# EXERCISES
(a) In the post on five fat facts, why does the writer reject being described as "curvy" and "voluptuous"?
(b) Carry on the post about five fat facts from its last sentence.

======== SELECTED PASSAGE ========

7:33 pm - 05/28/2012

MMMMonday! Lashings of Ginger Beer Time

It's MMMMonday! Every Monday, we bring you special, maintainer-curated content to help enrich your VP experience. We hope you enjoy today's post, and remember, past MMMMonday posts and LRUs can be found in the "featured posts" section of the community.

Lashings of Ginger Beer Time is a UK-based queer feminist burlesque collective, whose work includes such delights as I'm Queer and The Fat Song! In addition to blogging up a storm over at the Lashings of Ginger Beer blog, they're also hoping to take a show called alt.sex.ed (or Alternative Sex Education) to the Edinburgh Fringe Festival this year, covering all the kinds of things your school lessons should have included but didn't, from how to negotiate enthusiastic informed consent to a history of queer figures. If you'd like to support this project, check out the wefund link! (The fundraising goal was just met at the time of this writing, but if you'd like some brick-and-mortar goodies, you can get your paws on them by helping to exceed that goal!)

Our guest post from Lashings of Ginger Beer Time is written by sebastienne, LGBT's founder. It was originally posted on the LGBT blog here.

Five Fat Facts




Sebastienne

Posted by Sebastienne

I thought it was time to unpack some of the assumptions behind our RENT filk, "Fat". (Lyrics)

1. "Fat" is a neutral descriptive term. It describes the way that a person's body carries adipose tissue, and says precisely nothing about their moral character, their health, their lifestyle, or their attractiveness. It is not offensive to call me fat - but it is offensive to assume that using the term to describe me is in some way insulting. And as for "but you're not fat - you're gorgeous!" - care to elaborate on what your problem is with my being both of these things?

Now - of course - as with any self-identification, there are going to be people who disagree with me here. Fat is a descriptive term with a nasty history - like "queer" or "dyke" - and there are going to be people who won't want to apply it to themselves under any circumstances; we have to respect that.


But I have very little time for the cultural narrative that casts me as "curvy" and "voluptuous", and even less for the one that uses "obese" or "overweight". The former tries to play "good fatty/bad fatty" - it implies that my fat is the good, sensuous kind, carries class implications, and distances me from fat people who are not shaped like some hourglass ideal. The latter medicalises, a modern-day "homosexual", pathologising natural diversity. These terms also make absolutely no sense - check out Kate Harding's Illustrated BMI Project.

======== STORED DATA ========

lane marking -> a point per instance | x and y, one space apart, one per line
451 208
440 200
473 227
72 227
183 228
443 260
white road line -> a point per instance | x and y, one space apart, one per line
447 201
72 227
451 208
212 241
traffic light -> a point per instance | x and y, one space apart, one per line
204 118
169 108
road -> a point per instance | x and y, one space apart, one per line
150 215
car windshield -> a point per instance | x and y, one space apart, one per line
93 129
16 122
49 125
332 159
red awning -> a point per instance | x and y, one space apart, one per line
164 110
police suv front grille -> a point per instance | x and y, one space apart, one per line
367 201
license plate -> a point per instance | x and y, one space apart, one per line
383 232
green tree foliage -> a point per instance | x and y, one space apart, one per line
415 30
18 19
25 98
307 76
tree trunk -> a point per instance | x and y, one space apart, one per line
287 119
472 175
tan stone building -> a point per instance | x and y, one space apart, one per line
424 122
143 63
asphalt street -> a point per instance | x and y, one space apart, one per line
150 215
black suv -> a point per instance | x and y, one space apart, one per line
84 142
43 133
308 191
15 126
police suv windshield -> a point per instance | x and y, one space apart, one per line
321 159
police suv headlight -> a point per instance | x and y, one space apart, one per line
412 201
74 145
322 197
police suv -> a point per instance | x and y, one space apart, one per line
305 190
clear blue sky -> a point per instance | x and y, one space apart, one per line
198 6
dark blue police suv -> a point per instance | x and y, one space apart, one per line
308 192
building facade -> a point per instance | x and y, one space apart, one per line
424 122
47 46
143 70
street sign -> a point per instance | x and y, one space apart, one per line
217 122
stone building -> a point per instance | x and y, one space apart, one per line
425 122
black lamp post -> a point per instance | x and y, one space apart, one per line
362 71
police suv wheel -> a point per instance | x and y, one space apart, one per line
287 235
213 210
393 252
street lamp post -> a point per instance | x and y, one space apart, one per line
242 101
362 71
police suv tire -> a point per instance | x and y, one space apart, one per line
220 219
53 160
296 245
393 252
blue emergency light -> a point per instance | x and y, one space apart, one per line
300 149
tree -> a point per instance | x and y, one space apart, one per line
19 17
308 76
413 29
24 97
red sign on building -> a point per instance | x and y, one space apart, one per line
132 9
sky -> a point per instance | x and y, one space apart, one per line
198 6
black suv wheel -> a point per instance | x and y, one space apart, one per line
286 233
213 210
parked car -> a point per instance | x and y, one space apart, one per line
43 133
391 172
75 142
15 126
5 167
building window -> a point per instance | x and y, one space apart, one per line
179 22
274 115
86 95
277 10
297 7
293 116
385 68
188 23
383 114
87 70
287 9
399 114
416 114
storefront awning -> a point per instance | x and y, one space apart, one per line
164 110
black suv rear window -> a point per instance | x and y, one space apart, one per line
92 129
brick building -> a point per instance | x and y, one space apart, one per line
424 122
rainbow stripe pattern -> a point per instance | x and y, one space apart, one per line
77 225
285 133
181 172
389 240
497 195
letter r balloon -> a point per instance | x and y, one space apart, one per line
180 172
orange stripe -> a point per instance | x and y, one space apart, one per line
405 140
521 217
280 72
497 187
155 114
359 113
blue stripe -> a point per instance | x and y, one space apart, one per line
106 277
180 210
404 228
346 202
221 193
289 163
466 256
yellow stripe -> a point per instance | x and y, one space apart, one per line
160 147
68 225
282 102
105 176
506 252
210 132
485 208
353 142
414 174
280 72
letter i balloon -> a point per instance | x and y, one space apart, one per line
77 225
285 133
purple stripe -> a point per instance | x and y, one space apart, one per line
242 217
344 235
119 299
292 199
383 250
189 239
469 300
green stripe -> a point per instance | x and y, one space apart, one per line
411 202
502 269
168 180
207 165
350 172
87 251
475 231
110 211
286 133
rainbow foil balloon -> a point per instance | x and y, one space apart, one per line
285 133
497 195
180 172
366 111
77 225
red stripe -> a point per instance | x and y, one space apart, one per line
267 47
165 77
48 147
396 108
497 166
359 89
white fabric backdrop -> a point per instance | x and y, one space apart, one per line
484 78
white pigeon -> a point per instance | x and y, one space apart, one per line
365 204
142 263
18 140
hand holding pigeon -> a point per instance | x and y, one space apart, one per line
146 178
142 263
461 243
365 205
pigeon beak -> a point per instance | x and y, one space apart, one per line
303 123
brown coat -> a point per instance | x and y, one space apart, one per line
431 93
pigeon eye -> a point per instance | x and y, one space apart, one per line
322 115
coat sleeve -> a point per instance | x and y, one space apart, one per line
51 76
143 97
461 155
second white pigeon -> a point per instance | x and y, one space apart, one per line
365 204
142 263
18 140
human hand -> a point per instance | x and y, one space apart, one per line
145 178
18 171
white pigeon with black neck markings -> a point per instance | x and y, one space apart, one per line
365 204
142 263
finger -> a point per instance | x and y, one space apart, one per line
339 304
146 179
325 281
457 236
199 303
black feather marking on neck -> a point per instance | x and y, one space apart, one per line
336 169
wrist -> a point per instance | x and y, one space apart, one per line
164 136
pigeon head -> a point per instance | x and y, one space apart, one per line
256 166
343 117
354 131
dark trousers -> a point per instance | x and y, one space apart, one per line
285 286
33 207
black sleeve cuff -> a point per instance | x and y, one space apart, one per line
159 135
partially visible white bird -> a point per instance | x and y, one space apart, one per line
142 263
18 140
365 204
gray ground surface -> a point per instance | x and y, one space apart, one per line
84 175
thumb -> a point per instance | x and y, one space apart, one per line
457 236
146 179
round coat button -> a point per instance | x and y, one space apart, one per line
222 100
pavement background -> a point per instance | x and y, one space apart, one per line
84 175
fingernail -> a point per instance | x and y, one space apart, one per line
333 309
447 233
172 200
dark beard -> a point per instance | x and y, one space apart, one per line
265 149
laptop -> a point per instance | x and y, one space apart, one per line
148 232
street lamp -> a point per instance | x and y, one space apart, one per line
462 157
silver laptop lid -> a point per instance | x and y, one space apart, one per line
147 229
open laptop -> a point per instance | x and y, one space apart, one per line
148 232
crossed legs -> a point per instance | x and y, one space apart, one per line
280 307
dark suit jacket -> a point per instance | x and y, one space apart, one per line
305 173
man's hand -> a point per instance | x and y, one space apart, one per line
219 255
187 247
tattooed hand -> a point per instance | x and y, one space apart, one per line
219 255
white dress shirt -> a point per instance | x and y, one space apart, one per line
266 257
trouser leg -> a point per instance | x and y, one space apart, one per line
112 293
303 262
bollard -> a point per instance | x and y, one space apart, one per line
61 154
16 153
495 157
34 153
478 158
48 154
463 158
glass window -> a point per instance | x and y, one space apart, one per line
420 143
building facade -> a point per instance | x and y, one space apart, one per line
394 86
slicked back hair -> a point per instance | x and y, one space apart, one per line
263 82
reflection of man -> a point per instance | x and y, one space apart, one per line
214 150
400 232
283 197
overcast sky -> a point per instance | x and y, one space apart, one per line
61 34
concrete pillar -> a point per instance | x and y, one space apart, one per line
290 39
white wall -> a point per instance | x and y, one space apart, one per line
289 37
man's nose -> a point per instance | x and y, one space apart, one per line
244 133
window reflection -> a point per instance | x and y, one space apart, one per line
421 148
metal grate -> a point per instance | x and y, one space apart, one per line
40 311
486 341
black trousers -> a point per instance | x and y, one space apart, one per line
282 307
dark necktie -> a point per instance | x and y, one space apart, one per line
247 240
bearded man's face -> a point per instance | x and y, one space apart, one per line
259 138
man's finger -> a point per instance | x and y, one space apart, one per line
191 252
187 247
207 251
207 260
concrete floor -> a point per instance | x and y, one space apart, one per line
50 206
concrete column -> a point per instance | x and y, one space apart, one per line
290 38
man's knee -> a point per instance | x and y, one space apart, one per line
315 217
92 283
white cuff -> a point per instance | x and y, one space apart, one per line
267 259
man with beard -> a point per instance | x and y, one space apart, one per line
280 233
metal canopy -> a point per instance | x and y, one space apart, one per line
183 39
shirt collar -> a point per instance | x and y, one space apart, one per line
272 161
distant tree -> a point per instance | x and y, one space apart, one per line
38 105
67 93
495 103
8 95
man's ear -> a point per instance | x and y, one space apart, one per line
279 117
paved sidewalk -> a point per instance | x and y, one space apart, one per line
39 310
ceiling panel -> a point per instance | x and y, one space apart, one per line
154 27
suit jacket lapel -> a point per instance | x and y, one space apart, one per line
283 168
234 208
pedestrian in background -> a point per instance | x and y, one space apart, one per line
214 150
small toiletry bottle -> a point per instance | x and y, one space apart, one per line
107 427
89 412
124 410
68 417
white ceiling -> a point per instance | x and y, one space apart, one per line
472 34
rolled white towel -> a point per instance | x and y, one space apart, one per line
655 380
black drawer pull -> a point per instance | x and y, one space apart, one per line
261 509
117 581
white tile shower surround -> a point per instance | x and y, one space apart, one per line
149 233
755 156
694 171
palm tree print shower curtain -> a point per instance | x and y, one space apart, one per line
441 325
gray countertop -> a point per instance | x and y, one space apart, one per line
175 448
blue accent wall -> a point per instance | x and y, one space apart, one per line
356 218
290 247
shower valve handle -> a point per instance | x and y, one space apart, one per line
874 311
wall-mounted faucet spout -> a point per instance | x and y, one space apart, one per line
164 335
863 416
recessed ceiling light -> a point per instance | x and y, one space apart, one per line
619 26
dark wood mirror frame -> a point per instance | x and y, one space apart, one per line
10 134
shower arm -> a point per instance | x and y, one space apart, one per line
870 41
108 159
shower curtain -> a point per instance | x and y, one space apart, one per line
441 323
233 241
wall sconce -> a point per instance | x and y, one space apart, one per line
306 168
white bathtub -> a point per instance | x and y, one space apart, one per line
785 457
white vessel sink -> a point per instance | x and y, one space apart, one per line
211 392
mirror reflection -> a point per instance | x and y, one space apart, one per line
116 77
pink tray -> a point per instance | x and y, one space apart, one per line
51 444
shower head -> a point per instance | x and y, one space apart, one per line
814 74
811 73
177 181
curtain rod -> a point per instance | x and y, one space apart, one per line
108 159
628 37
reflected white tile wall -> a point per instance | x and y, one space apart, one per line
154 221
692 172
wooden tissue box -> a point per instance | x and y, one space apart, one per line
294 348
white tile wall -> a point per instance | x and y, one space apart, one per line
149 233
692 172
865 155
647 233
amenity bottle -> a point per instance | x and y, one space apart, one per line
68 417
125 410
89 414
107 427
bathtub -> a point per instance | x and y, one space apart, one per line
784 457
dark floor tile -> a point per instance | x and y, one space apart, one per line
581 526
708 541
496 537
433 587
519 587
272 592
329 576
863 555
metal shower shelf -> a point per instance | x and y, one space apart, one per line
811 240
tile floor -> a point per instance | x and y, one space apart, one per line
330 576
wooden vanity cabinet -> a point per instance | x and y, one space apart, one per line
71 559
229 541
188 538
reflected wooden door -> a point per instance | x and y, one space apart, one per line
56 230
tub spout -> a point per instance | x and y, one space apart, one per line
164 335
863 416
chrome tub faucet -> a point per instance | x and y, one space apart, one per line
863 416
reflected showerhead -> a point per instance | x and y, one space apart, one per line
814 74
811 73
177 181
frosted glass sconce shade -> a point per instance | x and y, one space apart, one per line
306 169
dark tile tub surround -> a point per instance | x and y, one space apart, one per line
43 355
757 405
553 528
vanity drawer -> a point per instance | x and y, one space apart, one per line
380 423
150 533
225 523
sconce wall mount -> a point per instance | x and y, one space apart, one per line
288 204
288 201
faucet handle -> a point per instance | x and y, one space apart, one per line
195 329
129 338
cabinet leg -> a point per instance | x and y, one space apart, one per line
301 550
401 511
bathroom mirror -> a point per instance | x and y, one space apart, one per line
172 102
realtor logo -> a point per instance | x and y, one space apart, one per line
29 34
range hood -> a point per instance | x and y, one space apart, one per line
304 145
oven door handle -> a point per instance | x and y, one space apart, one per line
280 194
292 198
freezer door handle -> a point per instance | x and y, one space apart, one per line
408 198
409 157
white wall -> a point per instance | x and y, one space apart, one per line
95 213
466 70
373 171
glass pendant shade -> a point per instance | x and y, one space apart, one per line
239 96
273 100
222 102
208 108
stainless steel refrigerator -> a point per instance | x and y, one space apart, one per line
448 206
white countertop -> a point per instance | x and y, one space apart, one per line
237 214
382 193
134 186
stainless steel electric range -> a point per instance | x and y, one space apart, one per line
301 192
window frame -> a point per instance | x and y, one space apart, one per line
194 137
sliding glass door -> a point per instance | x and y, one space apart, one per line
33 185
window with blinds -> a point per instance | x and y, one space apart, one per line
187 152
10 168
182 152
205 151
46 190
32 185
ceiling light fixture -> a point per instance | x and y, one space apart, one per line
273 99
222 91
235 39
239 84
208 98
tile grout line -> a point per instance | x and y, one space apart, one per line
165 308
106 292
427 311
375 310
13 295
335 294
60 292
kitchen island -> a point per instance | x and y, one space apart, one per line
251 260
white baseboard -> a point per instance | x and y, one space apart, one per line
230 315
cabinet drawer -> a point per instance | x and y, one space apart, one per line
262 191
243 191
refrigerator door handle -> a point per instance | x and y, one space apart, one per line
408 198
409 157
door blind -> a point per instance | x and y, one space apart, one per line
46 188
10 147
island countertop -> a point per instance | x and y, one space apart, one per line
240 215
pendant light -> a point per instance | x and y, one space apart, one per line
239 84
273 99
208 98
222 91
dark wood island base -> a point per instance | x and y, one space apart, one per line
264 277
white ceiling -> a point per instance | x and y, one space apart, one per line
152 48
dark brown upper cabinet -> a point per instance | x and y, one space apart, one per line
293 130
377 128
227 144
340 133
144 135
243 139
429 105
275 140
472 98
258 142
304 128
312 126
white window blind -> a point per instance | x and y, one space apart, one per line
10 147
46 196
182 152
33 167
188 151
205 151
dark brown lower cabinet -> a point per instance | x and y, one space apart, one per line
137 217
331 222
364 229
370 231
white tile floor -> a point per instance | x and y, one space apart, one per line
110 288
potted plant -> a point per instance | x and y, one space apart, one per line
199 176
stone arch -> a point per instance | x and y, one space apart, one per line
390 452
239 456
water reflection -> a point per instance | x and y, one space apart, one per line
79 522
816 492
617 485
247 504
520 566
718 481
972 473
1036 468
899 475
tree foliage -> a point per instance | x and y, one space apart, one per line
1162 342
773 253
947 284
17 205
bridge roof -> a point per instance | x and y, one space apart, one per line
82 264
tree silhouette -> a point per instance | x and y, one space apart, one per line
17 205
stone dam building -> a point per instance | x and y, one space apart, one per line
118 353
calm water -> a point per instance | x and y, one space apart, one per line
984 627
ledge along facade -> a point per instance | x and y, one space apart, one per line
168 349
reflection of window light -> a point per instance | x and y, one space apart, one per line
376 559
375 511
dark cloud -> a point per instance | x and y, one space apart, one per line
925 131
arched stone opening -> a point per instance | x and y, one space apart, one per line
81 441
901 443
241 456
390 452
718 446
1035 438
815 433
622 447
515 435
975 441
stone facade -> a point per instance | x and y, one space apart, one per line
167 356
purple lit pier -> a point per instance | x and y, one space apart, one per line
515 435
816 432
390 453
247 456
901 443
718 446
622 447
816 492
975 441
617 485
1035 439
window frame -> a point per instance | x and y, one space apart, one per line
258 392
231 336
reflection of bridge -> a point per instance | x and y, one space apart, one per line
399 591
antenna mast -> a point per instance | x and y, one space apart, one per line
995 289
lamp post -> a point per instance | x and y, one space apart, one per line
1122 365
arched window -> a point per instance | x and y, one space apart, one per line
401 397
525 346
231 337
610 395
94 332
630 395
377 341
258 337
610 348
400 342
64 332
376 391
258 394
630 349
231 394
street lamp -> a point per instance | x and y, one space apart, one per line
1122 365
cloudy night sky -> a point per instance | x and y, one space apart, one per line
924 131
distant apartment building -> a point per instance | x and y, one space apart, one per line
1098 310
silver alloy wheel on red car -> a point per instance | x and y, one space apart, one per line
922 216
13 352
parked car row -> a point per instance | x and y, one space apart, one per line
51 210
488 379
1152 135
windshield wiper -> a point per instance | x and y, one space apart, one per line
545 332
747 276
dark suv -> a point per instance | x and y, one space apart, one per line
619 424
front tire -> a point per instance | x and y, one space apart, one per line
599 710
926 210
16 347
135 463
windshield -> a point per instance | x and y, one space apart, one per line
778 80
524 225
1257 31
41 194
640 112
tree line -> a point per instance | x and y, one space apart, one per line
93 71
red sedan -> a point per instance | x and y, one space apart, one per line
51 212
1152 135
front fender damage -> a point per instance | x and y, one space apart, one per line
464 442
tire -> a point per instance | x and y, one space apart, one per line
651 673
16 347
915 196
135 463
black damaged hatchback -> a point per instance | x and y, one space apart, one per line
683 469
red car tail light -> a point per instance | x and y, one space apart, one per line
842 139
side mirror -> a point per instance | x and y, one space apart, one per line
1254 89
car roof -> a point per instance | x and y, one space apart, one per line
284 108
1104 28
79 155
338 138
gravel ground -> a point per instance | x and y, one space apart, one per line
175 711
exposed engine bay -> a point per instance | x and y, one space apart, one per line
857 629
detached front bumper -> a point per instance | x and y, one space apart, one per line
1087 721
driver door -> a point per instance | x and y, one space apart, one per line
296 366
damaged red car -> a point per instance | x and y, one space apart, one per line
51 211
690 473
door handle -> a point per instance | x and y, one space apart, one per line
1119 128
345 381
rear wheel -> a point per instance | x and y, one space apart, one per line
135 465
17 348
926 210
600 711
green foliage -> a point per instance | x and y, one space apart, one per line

========

# RESULTS FOR THE EXERCISE
(a) Those terms play "good fatty/bad fatty." They imply the writer's fat is the good, sensuous kind, they carry class implications, and they distance the writer from fat people who aren't shaped like an hourglass ideal.

(b)
2. "Obesity" is not a medical condition. I know, I know - medical professionals are saying this all the time, so surely I must be deluded to question their Scientific Facts with my silly-girl politics? But in fact, it is my grasp of the scientific method which forces me to draw this conclusion.

Weight is easy to measure in an experimental context - just stand somebody on a scale; neat, empirical, unfalsifiable. It is much harder to measure lifestyle factors like diet or activity levels - a researcher must either rely on self-report (which is prone to all kinds of biasing factors) or carry out a much more invasive programme of observation. There's also a large class element as well; people on lower incomes are more likely to work long hours, have little scope for recreational gym-going, and need to consume food with the greatest calorie-per-penny content.

So we end up in a situation where weight (or, worse, the useless BMI scale) is used as a proxy for these harder-to-measure factors. Where mere correlations between weight and disease rates (many of which are not even validated in repeated studies) are reified as omens of an "obesity epidemic", rather than interrogated until any mechanisms of causation can be demonstrated. And once such weak studies are reported in the media as Hard Fact, which the public are all-too-willing to accept due to general prejudices against fat people, critical thinking has left the building - healthcare policy is based on public opinion, rather than evidence.


And then confirmation bias leads to the media reporting everything anti-fat - up to and including press releases from diet-pill companies - and completely ignoring evidence like the fact that fat people have better survival rates in all sorts of disease studies. The actual evidence here is conflicted at best, people - meta-analyses do not yield strong results for or against any particular body type.


And even if the data pointed strongly towards thin people being healthier than fat people (which it doesn't), what would you propose we do about it? Because there's something that a lot of fat people know, that a lot of thin people assume the opposite of (because they've never had to try)..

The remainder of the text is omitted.